▸ **GEGEVEN TEKST**:

______________________________

Uiteraard is het Jenevermuseum een van de hotspots tijdens de Jeneverfeesten. Hier worden de wortels van de jenevergeschiedenis blootgelegd en ontdekken we wat jenever is, hoe het gemaakt, geschonken en gedronken wordt. Buiten zorgt de groep BAM voor heerlijke muziek, percussie gecombineerd met saxofoon. Hier kan ik uren naar luisteren. 


Overal is er flink wat ambiance, telkens we een hoek omdraaien horen we andere muziek en stilstaan is moeilijk. Al dansend lopen we door de straten. Tot twee maal toe struikel ik over een paaltje en dat zonder een druppel jenever in mijn lijf, dat beloofd!


Na al dat slenteren besluiten we dat het tijd wordt voor een ‘drèpke’ aan een van de ‘drèpkestoëgen’. We proeven cactus, vanille, appel-kers en hazelnoot. Jenever is het type drank dat sneller op koudere dagen wordt gedronken want het warmt het lichaam tot de juiste temperatuur op maar vandaag mogen we niet klagen want het zonnetje schijnt en koud is het allerminst. Mij stijgt het drankje dan ook snel naar het hoofd.

______________________________

▸ **DE OPDRACHTEN**:
**1.** Kun je uit de tekst over de Jeneverfeesten het stuk van "Overal is er" tot en met "lijf, dat beloofd!" letterlijk overschrijven?
**2.** Kun je de tekst over de Jeneverfeesten oppakken waar die ophoudt en verder schrijven?

Opgeslagen gegevensitems:
______________________________

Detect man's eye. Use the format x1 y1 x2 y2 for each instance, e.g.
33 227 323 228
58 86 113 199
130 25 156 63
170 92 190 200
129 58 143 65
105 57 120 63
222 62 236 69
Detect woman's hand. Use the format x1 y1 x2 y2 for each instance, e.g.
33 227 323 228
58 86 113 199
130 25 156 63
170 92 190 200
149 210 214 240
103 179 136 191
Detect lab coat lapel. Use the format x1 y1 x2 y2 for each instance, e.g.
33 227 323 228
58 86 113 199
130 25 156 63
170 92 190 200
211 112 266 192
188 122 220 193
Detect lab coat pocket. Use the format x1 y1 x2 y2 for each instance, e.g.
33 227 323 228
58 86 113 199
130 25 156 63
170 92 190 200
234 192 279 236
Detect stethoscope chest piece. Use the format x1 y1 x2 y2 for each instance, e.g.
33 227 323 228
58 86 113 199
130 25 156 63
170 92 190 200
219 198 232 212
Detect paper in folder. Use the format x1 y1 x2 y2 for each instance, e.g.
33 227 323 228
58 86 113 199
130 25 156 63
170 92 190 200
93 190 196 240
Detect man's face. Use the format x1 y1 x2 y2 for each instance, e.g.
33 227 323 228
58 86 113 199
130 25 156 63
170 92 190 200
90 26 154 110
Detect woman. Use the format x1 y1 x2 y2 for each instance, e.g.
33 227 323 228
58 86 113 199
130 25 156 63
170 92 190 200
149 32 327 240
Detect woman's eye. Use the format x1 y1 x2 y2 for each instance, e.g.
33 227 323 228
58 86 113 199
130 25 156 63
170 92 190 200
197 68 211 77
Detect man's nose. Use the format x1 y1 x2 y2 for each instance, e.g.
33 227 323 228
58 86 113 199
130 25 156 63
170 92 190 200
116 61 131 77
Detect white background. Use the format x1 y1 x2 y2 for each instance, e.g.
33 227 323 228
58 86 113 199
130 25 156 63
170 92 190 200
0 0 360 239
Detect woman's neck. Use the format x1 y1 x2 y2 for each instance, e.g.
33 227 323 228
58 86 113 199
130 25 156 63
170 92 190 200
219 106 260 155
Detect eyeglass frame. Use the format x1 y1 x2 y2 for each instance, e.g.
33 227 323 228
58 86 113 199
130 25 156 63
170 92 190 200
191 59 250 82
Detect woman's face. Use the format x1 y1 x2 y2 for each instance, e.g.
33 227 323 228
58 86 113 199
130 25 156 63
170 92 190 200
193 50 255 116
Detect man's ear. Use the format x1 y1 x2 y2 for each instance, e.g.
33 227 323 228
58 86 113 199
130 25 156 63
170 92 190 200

______________________________

▸ **DE RESULTATEN**:
**1.**
Overal is er flink wat ambiance, telkens we een hoek omdraaien horen we andere muziek en stilstaan is moeilijk. Al dansend lopen we door de straten. Tot twee maal toe struikel ik over een paaltje en dat zonder een druppel jenever in mijn lijf, dat beloofd!

**2.**
We zakken af naar het Kadettenplein voor Kim In the Middle, een jazzkwartet rond vocaliste Kim Versteynen. Ze heeft een prachtige warme stem en neemt ons mee op een muzikale ontdekkingstocht. In tussentijd bestellen we nog een lat jeneverkes. Deze keer wordt het appelsien, appel, speculoos en kers. Wanneer ons latje leeg is, komt er iemand langs met nieuwe glaasjes. Ik zie er citroen bijstaan en dat smaakje hebben we nog niet gehad. Algemeen gelach aan tafel wanneer ik besef dat de jenever betaald moet worden - ik dacht namelijk dat hij die gratis kwam rondbrengen. Beteuterd geef ik hem 2€. 


Tegen de avond, wanneer we naar het restaurant wandelen, zien we mensen met ‘e stèk èn hun viêt’, zoals ze in het Hasselts zo mooi zeggen maar al bij al valt het mee en zien we niet zo veel zatte mensen. We sluiten ons dagje af bij Taste of India en genieten van de heerlijke Indische keuken. Wanneer we rond half 10 naar onze B&B terug wandelen, is Hasselt zo goed als verlaten. Enig spoor van de jeneverfeesten zijn de vele bekertjes die verspreid liggen in de straten. De vuilnismannen zullen morgen hun werk hebben.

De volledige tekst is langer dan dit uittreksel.